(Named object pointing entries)
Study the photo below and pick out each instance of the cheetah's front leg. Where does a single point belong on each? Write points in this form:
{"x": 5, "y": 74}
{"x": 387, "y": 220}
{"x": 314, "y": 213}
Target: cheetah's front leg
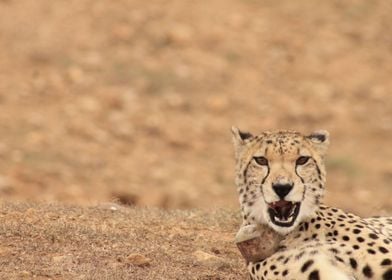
{"x": 298, "y": 265}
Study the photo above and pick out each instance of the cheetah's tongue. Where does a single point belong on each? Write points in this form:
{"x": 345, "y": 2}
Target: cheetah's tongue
{"x": 283, "y": 209}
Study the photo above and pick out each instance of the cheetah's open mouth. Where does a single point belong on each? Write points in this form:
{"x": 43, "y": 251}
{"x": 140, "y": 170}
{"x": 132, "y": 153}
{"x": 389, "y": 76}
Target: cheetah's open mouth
{"x": 283, "y": 213}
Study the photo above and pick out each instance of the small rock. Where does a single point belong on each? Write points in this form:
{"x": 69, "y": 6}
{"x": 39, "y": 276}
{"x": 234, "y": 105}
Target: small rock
{"x": 58, "y": 259}
{"x": 139, "y": 260}
{"x": 210, "y": 260}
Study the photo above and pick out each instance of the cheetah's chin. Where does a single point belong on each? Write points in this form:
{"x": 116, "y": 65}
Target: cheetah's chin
{"x": 284, "y": 213}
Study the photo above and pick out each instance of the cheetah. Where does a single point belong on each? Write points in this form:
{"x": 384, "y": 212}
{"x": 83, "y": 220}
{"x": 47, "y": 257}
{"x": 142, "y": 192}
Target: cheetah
{"x": 280, "y": 178}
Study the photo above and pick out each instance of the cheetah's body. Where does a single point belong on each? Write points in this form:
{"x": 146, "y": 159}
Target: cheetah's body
{"x": 320, "y": 242}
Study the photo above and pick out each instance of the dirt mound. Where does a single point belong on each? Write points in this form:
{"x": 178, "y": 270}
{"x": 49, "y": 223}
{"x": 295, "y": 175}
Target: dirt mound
{"x": 113, "y": 242}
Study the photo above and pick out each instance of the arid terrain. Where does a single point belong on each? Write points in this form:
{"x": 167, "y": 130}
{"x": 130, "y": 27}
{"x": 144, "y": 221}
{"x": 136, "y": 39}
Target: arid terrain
{"x": 131, "y": 102}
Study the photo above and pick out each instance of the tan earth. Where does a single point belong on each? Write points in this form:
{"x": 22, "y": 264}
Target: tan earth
{"x": 132, "y": 102}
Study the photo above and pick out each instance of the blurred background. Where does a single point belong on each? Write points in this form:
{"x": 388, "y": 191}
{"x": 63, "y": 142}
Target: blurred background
{"x": 132, "y": 101}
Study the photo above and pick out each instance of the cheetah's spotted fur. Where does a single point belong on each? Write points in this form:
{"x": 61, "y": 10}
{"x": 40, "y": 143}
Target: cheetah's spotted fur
{"x": 319, "y": 242}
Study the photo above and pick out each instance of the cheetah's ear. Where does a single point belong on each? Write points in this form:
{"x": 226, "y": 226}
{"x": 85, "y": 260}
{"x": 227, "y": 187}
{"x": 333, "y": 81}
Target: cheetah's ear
{"x": 320, "y": 140}
{"x": 239, "y": 138}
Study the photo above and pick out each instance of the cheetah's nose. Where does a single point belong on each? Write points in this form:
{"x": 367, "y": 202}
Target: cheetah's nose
{"x": 282, "y": 189}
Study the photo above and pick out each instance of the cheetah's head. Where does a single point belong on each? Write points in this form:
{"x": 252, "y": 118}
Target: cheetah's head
{"x": 280, "y": 176}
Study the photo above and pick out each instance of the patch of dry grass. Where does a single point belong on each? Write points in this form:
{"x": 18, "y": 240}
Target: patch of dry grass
{"x": 54, "y": 241}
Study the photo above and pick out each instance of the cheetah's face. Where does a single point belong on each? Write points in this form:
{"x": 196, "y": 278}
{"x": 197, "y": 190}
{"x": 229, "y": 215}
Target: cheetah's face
{"x": 280, "y": 176}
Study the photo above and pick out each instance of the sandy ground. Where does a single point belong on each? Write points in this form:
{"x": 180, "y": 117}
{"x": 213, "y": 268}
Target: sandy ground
{"x": 132, "y": 101}
{"x": 41, "y": 241}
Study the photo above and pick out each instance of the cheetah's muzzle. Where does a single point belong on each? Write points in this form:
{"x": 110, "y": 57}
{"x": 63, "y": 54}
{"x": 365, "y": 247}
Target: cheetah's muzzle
{"x": 283, "y": 213}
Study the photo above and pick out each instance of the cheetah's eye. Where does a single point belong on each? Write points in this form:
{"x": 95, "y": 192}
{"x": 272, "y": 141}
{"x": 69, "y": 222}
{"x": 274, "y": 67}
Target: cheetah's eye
{"x": 302, "y": 160}
{"x": 261, "y": 160}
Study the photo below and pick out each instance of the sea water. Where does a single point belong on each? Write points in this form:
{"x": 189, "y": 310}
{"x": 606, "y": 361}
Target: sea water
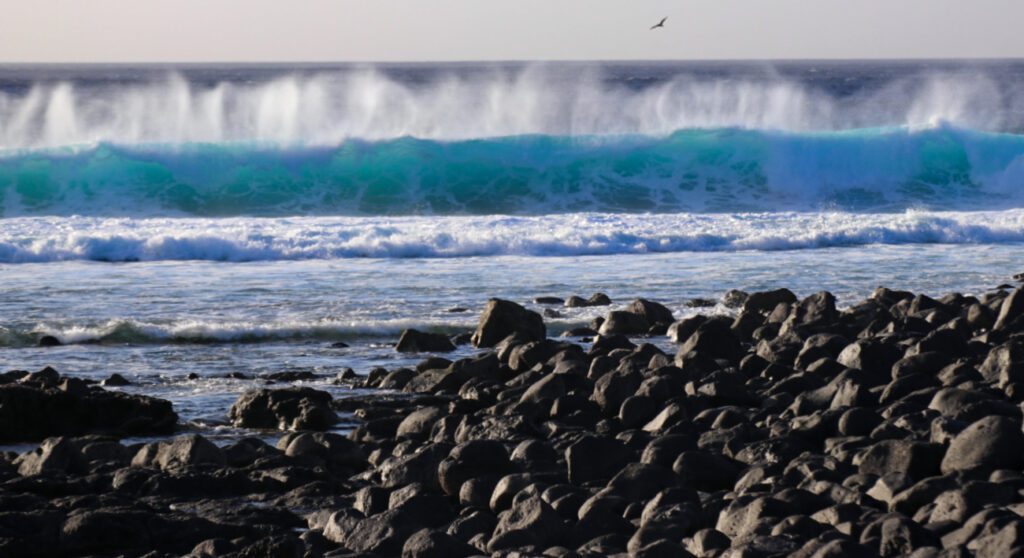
{"x": 231, "y": 222}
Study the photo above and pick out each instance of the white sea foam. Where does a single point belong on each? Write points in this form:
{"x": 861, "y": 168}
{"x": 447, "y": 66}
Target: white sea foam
{"x": 207, "y": 331}
{"x": 52, "y": 239}
{"x": 329, "y": 106}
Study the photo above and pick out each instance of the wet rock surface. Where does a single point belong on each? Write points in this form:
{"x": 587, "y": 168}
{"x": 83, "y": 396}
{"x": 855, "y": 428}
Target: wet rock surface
{"x": 892, "y": 427}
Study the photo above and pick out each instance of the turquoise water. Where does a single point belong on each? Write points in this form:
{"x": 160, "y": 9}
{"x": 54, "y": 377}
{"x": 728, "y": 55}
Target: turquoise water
{"x": 717, "y": 170}
{"x": 221, "y": 220}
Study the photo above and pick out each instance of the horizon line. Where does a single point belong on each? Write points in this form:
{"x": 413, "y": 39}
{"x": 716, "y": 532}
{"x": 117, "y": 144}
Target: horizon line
{"x": 509, "y": 60}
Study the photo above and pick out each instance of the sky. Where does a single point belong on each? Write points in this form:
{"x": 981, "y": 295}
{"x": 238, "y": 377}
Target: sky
{"x": 212, "y": 31}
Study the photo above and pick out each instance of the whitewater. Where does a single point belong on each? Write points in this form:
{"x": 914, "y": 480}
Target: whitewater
{"x": 227, "y": 221}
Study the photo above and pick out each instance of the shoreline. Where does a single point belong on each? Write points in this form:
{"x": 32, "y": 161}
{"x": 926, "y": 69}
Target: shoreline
{"x": 793, "y": 428}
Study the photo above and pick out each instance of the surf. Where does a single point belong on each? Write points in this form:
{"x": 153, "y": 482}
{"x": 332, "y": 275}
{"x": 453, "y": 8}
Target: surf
{"x": 40, "y": 240}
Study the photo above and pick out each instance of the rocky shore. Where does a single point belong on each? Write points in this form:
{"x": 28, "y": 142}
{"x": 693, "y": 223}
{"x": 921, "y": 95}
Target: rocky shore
{"x": 790, "y": 428}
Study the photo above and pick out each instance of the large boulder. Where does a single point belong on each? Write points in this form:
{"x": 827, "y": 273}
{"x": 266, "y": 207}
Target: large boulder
{"x": 53, "y": 456}
{"x": 992, "y": 442}
{"x": 471, "y": 460}
{"x": 1011, "y": 311}
{"x": 417, "y": 341}
{"x": 766, "y": 301}
{"x": 651, "y": 311}
{"x": 503, "y": 317}
{"x": 179, "y": 453}
{"x": 287, "y": 409}
{"x": 624, "y": 323}
{"x": 30, "y": 413}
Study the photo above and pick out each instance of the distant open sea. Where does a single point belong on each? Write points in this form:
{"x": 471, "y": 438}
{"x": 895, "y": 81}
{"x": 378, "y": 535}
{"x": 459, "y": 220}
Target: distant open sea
{"x": 215, "y": 219}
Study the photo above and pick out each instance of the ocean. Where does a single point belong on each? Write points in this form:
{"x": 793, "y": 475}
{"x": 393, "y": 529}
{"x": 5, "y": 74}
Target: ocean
{"x": 196, "y": 228}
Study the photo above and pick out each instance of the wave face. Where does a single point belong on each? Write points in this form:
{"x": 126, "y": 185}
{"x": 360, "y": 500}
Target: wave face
{"x": 44, "y": 240}
{"x": 513, "y": 139}
{"x": 721, "y": 170}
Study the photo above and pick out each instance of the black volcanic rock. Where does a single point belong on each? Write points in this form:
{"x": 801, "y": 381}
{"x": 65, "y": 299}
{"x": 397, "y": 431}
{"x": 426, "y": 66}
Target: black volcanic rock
{"x": 502, "y": 317}
{"x": 286, "y": 409}
{"x": 29, "y": 413}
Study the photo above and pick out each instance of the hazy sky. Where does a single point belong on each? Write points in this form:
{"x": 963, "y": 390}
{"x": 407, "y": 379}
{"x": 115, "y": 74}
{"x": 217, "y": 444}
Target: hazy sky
{"x": 503, "y": 30}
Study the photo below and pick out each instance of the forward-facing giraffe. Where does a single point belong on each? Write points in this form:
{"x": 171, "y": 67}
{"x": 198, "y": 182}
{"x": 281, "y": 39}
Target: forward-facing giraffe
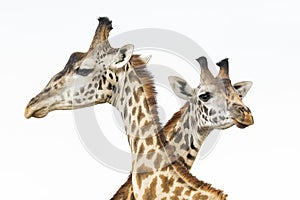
{"x": 186, "y": 137}
{"x": 38, "y": 113}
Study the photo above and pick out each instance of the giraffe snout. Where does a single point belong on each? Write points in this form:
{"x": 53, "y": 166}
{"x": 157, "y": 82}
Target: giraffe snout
{"x": 242, "y": 116}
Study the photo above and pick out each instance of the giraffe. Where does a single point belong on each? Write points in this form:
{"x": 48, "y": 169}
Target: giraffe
{"x": 33, "y": 107}
{"x": 187, "y": 141}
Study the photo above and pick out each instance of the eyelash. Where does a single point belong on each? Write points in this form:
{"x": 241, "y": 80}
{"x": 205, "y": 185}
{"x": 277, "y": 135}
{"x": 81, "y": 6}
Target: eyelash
{"x": 205, "y": 97}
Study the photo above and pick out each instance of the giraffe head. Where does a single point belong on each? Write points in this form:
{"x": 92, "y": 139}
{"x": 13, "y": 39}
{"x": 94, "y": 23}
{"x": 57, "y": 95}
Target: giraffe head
{"x": 216, "y": 103}
{"x": 85, "y": 80}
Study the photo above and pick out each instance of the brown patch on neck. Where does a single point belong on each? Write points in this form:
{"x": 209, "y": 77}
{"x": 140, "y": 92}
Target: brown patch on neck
{"x": 126, "y": 190}
{"x": 197, "y": 184}
{"x": 169, "y": 131}
{"x": 136, "y": 61}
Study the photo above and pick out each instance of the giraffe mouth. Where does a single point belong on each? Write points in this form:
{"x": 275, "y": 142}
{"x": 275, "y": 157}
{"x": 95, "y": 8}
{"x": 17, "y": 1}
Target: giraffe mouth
{"x": 40, "y": 113}
{"x": 240, "y": 124}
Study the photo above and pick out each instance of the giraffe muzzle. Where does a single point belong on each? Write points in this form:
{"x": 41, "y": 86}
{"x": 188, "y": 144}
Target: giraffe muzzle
{"x": 37, "y": 113}
{"x": 243, "y": 117}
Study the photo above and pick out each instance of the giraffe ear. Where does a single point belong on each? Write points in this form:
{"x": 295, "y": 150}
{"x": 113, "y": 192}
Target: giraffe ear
{"x": 123, "y": 56}
{"x": 181, "y": 88}
{"x": 243, "y": 87}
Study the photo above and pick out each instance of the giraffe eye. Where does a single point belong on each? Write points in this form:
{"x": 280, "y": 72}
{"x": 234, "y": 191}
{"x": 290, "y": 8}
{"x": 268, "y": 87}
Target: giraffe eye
{"x": 205, "y": 97}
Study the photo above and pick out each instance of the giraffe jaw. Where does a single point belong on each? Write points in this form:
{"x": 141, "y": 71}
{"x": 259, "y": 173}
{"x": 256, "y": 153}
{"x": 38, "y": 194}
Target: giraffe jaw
{"x": 40, "y": 113}
{"x": 240, "y": 124}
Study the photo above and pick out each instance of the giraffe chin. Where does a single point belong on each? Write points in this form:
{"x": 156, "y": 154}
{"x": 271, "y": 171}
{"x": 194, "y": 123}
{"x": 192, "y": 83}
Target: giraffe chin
{"x": 239, "y": 124}
{"x": 40, "y": 113}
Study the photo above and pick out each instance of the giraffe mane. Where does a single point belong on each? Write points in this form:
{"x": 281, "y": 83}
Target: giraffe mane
{"x": 149, "y": 89}
{"x": 147, "y": 80}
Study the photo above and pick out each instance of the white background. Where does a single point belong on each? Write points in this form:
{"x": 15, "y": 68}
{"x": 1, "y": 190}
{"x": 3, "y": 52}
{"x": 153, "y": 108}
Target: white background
{"x": 44, "y": 158}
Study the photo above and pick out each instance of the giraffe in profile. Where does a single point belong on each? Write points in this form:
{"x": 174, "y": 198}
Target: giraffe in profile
{"x": 105, "y": 73}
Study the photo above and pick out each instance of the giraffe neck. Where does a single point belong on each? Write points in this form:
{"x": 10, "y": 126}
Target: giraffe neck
{"x": 185, "y": 135}
{"x": 151, "y": 166}
{"x": 135, "y": 100}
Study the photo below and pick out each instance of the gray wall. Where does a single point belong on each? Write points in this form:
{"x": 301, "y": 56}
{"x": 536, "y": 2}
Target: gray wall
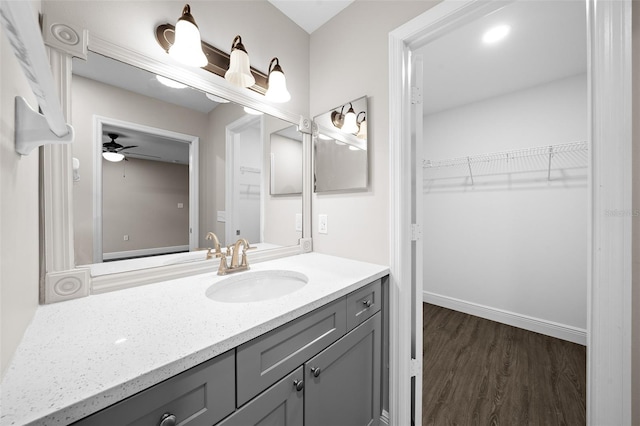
{"x": 349, "y": 59}
{"x": 140, "y": 200}
{"x": 635, "y": 362}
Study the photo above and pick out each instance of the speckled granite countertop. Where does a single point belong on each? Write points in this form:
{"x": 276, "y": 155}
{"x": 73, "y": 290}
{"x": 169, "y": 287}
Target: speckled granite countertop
{"x": 80, "y": 356}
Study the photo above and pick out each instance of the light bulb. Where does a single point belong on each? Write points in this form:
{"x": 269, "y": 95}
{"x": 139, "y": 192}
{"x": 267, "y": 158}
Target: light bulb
{"x": 277, "y": 90}
{"x": 114, "y": 157}
{"x": 187, "y": 46}
{"x": 496, "y": 34}
{"x": 350, "y": 125}
{"x": 239, "y": 72}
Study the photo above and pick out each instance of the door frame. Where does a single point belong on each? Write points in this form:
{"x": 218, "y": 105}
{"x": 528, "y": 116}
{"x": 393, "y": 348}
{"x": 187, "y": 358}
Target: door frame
{"x": 610, "y": 177}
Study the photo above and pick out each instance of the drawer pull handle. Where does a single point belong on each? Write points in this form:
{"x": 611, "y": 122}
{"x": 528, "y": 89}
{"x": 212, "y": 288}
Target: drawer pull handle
{"x": 168, "y": 419}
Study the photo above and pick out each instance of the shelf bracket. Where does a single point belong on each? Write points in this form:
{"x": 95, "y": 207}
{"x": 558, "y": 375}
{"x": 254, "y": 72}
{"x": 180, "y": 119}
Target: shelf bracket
{"x": 32, "y": 129}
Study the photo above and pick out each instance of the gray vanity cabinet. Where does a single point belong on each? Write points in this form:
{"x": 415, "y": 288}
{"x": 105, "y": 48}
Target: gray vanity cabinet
{"x": 342, "y": 383}
{"x": 200, "y": 396}
{"x": 280, "y": 405}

**Required task**
Reproduce only the lines running from the one that contains "of the drawer" to the last line of the records.

**Exercise output**
Study the photo above and pick out each instance of the drawer pull handle. Where does a single point belong on each? Write points in this form:
{"x": 611, "y": 122}
{"x": 528, "y": 89}
{"x": 212, "y": 288}
Target: drawer pull handle
{"x": 168, "y": 419}
Study the photo above and pick out each instance of the shelf bracket. Where does a single point belong on each? Write points in this form:
{"x": 95, "y": 207}
{"x": 558, "y": 375}
{"x": 254, "y": 72}
{"x": 180, "y": 119}
Target: shelf bracket
{"x": 32, "y": 129}
Study the photo above and pick out each instance of the gray vanity cabinet. Where does a single point belong on each? Write points in this form:
{"x": 415, "y": 288}
{"x": 105, "y": 48}
Target: gray vanity cabinet
{"x": 342, "y": 383}
{"x": 200, "y": 396}
{"x": 280, "y": 405}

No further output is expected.